_THE PROBLEM_
Extend the first-person account of a visit with a grandfather by writing what comes next, starting right after its final sentence.

_SUPPLIED TEXT_
He sits down next to my grandfather and starts telling him about how he needs to see a local politician about the capital gains taxes he owes on a property he’s sold. My grandfather listens intently, but clearly doesn’t understand a word he’s saying. He nods along, though, and laughs at the appropriate cues. I wonder how long he’s been playing this game -- pretending to know what people are talking about when he clearly doesn’t get it. I should have noticed it before, but even when I was with him before, I never paid attention to him.

The man begins a long tirade about the Bush administration and the war in Iraq. “I hated Bill Clinton,” he says, “and I voted for Bush because I thought we needed a change. But now things are even more messed up than before. Clinton disgraced the office of President, but Bush is doing things that our country doesn’t need.”

I tell him I agree with him, and begin offering my own insights. He blinks and looks confused -- I realize how much my knowledge of politics and foreign policy dwarfs his, begin to feel embarrassed that I’ve said too much. Sometimes I forget what things are like at home -- how different my education and experience and use of language makes me from the working class people I grew up with.

Eventually, the man leaves. I chat some more with my grandfather, and notice the nurses keep walking by and looking in, giggling at me. One of them actually calls me out and asks me questions about my grandfather I know she already knows the answer to -- just to talk to me. She giggles all along and smiles. I’m reminded of Joss Whedon’s TV show Firefly, and how the ship’s female backwoods mechanic has a crush on the dandy cityslicker doctor. I realize that my Steve Madden shoes, gray turtleneck and Danish-made designer glasses must make me look very successful and appealing to a nurse in Hagerstown. I wonder what she would have made of me back in high school.

_EXCERPTED DATA_
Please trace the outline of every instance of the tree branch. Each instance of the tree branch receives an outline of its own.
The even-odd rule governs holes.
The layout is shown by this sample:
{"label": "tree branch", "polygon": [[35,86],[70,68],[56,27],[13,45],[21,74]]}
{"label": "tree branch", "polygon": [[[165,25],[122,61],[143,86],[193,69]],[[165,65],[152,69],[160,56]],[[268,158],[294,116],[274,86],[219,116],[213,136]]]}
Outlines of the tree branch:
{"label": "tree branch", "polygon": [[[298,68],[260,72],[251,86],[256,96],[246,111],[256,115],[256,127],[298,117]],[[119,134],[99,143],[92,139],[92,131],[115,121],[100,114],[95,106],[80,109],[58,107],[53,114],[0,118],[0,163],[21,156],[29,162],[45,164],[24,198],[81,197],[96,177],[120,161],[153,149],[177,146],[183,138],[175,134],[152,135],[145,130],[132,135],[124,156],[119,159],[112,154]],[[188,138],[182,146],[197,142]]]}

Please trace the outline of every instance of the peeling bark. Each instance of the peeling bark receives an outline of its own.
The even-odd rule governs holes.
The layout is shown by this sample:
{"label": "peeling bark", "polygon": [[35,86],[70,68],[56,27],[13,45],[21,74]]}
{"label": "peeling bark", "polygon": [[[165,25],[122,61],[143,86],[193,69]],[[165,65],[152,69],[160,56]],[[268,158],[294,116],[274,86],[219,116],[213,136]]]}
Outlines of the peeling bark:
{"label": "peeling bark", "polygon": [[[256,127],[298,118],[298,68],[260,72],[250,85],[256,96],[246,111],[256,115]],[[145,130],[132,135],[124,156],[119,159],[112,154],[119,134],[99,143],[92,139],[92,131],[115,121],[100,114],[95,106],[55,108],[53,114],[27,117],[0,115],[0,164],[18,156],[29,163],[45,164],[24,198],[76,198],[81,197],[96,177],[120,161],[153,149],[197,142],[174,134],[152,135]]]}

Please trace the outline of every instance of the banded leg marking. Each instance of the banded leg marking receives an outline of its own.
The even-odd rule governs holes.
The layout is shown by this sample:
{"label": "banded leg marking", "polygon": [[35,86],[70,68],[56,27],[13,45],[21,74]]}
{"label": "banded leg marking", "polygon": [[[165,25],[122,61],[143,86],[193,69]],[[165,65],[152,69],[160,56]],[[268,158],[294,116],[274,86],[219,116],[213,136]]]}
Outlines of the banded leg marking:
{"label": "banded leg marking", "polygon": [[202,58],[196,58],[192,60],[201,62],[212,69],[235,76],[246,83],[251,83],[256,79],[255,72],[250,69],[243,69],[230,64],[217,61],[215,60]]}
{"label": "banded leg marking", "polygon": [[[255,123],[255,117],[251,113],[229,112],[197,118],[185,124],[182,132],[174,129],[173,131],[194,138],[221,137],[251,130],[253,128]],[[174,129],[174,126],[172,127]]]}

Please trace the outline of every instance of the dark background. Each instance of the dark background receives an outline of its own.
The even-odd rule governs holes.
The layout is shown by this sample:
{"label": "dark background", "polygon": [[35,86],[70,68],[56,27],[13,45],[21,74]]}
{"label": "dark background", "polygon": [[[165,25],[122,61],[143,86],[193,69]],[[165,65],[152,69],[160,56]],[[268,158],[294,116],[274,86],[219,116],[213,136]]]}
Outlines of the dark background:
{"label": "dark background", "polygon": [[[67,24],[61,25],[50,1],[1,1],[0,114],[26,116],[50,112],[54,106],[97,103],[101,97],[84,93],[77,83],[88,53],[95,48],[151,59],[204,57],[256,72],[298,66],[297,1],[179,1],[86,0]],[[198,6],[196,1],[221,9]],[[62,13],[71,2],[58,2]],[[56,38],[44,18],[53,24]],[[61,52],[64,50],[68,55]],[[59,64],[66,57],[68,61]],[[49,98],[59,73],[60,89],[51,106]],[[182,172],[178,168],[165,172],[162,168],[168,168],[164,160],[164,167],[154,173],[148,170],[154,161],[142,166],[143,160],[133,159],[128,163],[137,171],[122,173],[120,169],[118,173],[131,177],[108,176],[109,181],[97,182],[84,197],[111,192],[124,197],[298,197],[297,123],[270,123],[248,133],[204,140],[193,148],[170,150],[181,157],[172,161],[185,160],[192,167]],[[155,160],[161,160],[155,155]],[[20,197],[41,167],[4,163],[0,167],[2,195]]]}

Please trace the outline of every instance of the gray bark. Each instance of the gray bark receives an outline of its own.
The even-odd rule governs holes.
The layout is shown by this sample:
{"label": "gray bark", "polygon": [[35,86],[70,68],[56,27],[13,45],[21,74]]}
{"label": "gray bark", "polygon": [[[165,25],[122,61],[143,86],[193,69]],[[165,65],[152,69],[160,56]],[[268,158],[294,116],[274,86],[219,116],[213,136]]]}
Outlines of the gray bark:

_ANSWER BOX_
Not long after, another visitor enters -- a woman from my grandfather’s church. I introduce myself, but again, she doesn’t tell me her name. My grandfather tells her the story about the train station, and she explains to him about how the lack of blood to his brain is causing the hallucinations. Her reaction is almost identical to mine, except in regards to the race of the conductor.

“I never heard of no black conductor before,” she says, laughing.

I realize I am very far from Washington, D.C.


The rest of the day is spent off and on with my grandfather. My relations are due late in the evening, but despite my need to confront them, I decide to go home. There will be time for that later. My coworkers frantically email me with questions, and I have a publication that needs to be proofed. And I miss Pantaliamon and the dog. So I convince my mom to take me back to the Shady Grove Metro station so I can go home.

I stop by to say goodbye to my grandfather. He tears up when he hears I’m leaving -- he’s so afraid to be left alone in the hospital. I assure him that he has more family coming tomorrow -- that he won’t be alone for long.

He seems contented by that. Just as I turn to leave, he catches my eye.

“You know,” he tells me, “I remember being in a train station. There was this black girl working as the conductor -- can you believe it? A black girl? I never heard of such a thing. John C. was there with your mother. It’s the damndest thing, but I don’t know how I got here from that train station. Do you know?”

His eyes are big with fright and wonder. I shake my head.

“I wish I knew how I got here,” he says. “Tell your mother to bring me my jacket and my shoes -- I need to go home. They probably won’t let me leave, though. No, sir. They won’t let you out of prison unless the judge says it’s okay. But maybe if I tell them it’s only for a few hours ... maybe if I say I’m just going to get dinner ...”

I turn and leave, wondering if this will be the last time that I see him. Hoping that it is.